> What the exercise asks:
List each line below that contains the string "child", reproducing every such line in full.
▽
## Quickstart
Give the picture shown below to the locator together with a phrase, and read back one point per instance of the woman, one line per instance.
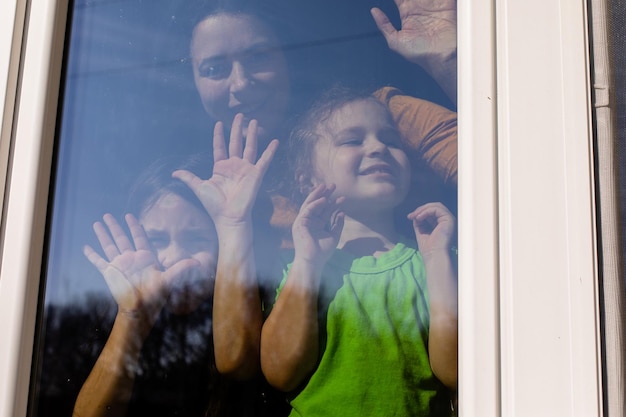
(239, 67)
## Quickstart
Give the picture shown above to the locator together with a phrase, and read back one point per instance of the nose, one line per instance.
(171, 254)
(239, 78)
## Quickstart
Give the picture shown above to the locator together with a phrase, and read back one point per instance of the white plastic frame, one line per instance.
(528, 286)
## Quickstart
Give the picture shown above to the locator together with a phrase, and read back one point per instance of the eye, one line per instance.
(215, 69)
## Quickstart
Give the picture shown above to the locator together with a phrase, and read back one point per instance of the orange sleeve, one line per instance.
(429, 129)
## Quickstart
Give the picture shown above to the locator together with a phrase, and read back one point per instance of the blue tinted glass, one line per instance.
(132, 323)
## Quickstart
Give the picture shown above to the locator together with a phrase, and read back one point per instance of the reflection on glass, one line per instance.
(170, 111)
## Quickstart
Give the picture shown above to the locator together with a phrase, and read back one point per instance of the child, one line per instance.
(156, 361)
(364, 324)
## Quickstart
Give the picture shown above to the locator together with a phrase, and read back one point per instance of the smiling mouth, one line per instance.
(377, 169)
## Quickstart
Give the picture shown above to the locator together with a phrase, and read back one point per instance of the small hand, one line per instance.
(229, 194)
(434, 227)
(132, 271)
(317, 228)
(428, 28)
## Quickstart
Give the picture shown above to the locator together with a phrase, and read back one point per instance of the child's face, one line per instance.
(179, 230)
(359, 151)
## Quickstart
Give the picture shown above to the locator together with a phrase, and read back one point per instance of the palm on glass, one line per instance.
(229, 194)
(317, 228)
(132, 271)
(427, 27)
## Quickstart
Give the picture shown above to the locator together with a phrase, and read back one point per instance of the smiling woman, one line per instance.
(238, 68)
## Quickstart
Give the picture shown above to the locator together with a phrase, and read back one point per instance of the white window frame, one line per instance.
(529, 319)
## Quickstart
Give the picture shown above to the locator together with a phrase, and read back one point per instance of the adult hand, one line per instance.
(434, 227)
(318, 225)
(428, 28)
(229, 194)
(132, 271)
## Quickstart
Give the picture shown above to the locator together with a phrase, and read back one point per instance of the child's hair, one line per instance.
(156, 181)
(307, 130)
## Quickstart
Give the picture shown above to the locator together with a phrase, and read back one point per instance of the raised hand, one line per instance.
(317, 228)
(132, 271)
(434, 227)
(229, 194)
(428, 27)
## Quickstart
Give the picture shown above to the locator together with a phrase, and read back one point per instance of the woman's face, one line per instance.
(178, 230)
(239, 68)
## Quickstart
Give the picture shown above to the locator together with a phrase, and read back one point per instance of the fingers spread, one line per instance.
(219, 143)
(235, 146)
(95, 259)
(189, 178)
(106, 243)
(266, 157)
(249, 152)
(138, 234)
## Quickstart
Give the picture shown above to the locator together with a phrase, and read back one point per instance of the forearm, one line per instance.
(290, 337)
(443, 330)
(108, 388)
(237, 314)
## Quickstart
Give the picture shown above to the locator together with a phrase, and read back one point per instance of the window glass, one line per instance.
(129, 319)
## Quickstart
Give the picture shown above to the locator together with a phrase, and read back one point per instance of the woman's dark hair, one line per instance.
(306, 132)
(156, 181)
(280, 19)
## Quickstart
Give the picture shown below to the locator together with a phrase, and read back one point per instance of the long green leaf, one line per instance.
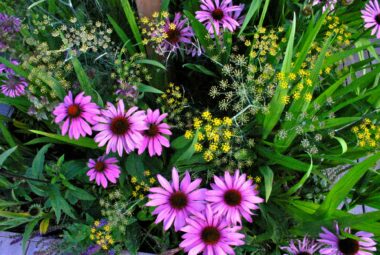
(341, 189)
(81, 142)
(268, 180)
(129, 14)
(123, 36)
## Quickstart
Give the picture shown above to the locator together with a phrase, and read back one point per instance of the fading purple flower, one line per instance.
(371, 16)
(9, 24)
(209, 234)
(301, 247)
(153, 136)
(216, 15)
(176, 32)
(76, 114)
(177, 200)
(121, 130)
(340, 245)
(12, 85)
(103, 170)
(232, 197)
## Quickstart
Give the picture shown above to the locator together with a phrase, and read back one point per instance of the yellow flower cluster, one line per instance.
(368, 134)
(265, 44)
(152, 28)
(214, 135)
(140, 188)
(101, 234)
(173, 100)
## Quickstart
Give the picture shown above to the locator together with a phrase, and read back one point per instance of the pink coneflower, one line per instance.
(210, 234)
(153, 136)
(14, 86)
(216, 15)
(371, 16)
(327, 4)
(76, 114)
(175, 201)
(301, 247)
(103, 169)
(340, 245)
(121, 130)
(176, 32)
(233, 197)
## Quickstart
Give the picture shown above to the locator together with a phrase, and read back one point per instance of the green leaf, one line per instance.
(301, 182)
(200, 69)
(58, 203)
(147, 89)
(123, 36)
(38, 162)
(84, 80)
(151, 62)
(81, 142)
(4, 156)
(341, 189)
(276, 106)
(81, 194)
(129, 14)
(255, 5)
(342, 143)
(268, 180)
(28, 232)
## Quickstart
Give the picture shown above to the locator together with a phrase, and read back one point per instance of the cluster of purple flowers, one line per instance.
(119, 129)
(334, 244)
(11, 85)
(215, 15)
(9, 27)
(210, 219)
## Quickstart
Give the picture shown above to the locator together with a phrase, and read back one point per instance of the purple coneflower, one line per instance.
(216, 15)
(302, 247)
(76, 114)
(14, 86)
(207, 233)
(340, 245)
(371, 16)
(233, 197)
(176, 32)
(153, 136)
(120, 129)
(175, 201)
(103, 169)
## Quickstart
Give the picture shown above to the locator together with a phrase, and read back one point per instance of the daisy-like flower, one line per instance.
(207, 233)
(153, 136)
(176, 32)
(301, 247)
(371, 16)
(219, 15)
(233, 197)
(76, 114)
(103, 170)
(339, 245)
(175, 201)
(327, 4)
(121, 130)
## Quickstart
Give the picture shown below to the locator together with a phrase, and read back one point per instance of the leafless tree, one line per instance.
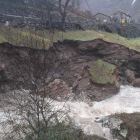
(63, 9)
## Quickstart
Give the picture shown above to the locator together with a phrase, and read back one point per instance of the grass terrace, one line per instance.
(44, 39)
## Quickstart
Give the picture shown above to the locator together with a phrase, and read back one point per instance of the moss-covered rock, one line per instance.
(102, 72)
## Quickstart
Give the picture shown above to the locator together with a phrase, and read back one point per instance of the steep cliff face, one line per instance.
(110, 6)
(66, 64)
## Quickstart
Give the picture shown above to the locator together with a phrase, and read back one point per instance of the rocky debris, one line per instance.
(127, 30)
(69, 62)
(130, 75)
(102, 72)
(116, 127)
(136, 82)
(57, 90)
(123, 126)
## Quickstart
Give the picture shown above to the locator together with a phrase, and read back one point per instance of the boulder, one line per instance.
(136, 82)
(58, 90)
(130, 75)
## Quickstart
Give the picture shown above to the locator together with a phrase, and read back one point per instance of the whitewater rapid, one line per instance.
(84, 115)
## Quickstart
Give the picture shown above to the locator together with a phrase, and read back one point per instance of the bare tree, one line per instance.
(63, 12)
(63, 9)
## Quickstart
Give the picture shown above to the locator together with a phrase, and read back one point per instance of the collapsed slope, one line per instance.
(66, 66)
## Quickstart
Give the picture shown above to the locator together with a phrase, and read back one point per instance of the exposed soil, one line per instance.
(28, 68)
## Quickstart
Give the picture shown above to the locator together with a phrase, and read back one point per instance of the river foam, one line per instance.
(84, 116)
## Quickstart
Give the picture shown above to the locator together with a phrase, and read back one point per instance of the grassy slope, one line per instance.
(42, 39)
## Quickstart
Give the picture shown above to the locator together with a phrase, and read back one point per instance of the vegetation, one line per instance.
(39, 39)
(101, 72)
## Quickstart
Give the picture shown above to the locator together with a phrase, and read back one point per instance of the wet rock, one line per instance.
(115, 126)
(136, 82)
(58, 90)
(130, 75)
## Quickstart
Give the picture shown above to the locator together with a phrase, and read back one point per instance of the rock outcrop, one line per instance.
(68, 61)
(123, 126)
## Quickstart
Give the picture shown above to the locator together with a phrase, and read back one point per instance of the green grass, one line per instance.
(44, 39)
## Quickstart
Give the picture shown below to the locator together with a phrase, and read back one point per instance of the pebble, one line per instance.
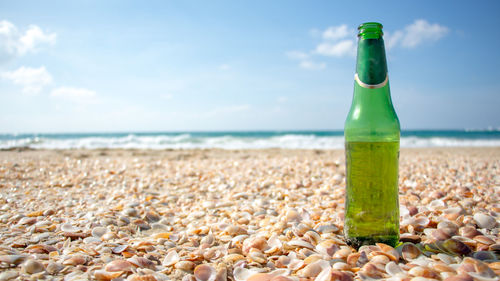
(32, 266)
(275, 216)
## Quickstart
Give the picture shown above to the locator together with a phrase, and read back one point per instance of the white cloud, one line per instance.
(31, 79)
(337, 32)
(297, 55)
(338, 49)
(417, 33)
(15, 43)
(79, 95)
(304, 60)
(228, 110)
(311, 65)
(282, 99)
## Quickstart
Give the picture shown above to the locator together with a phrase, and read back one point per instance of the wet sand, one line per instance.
(269, 214)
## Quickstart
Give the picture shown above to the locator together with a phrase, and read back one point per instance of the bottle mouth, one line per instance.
(370, 30)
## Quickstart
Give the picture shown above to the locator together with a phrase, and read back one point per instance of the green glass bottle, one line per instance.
(372, 148)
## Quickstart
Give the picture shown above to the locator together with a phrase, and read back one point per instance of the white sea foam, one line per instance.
(188, 141)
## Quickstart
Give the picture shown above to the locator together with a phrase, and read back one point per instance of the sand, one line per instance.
(239, 215)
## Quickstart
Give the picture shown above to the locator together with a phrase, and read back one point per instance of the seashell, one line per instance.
(27, 221)
(108, 236)
(242, 274)
(342, 253)
(460, 277)
(258, 243)
(260, 277)
(408, 237)
(380, 259)
(442, 267)
(423, 272)
(119, 265)
(313, 237)
(292, 215)
(8, 275)
(410, 252)
(342, 276)
(274, 244)
(447, 259)
(328, 247)
(53, 268)
(257, 257)
(232, 258)
(103, 275)
(389, 251)
(313, 269)
(281, 278)
(185, 265)
(295, 264)
(131, 212)
(372, 270)
(297, 243)
(469, 232)
(484, 256)
(32, 266)
(119, 249)
(208, 239)
(141, 262)
(440, 234)
(456, 247)
(204, 272)
(328, 228)
(436, 205)
(484, 240)
(300, 229)
(13, 259)
(393, 269)
(485, 221)
(235, 230)
(421, 221)
(67, 227)
(324, 275)
(75, 235)
(171, 258)
(75, 260)
(152, 217)
(99, 231)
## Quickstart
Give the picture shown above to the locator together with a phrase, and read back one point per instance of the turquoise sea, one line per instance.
(240, 139)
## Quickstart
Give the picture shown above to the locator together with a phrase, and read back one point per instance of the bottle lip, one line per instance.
(370, 30)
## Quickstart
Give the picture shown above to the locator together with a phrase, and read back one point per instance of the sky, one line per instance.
(121, 66)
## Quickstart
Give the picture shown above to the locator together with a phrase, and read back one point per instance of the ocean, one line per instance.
(240, 139)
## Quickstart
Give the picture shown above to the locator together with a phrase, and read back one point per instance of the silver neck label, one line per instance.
(371, 86)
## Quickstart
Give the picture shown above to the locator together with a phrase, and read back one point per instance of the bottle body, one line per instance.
(372, 134)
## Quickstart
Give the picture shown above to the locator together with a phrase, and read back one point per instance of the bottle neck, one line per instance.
(371, 64)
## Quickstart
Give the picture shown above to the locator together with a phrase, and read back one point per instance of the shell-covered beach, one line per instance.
(271, 214)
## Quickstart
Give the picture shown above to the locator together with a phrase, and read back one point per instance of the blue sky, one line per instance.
(240, 65)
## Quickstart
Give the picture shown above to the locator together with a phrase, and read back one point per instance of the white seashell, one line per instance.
(324, 275)
(171, 258)
(313, 269)
(485, 221)
(66, 227)
(242, 274)
(300, 244)
(205, 272)
(99, 231)
(436, 205)
(479, 277)
(393, 269)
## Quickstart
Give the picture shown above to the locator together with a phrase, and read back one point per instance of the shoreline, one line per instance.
(135, 214)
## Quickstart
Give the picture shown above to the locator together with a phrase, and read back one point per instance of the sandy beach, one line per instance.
(271, 214)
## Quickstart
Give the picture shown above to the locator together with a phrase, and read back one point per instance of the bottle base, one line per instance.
(357, 242)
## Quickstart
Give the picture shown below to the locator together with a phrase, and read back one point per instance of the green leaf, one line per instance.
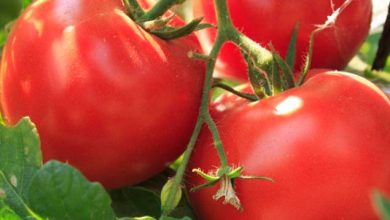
△
> Expected answer:
Give the picture shown above to the locator together with a phrase, and read back one point per instance of the child, one line per instance.
Give the picture shown above to the locator together with a phrase, and read back one point per instance of the child's face, one line per instance.
Give the picture shown above to the locator together with a phrase, and read back one point per instance of the child's hair, one line per instance.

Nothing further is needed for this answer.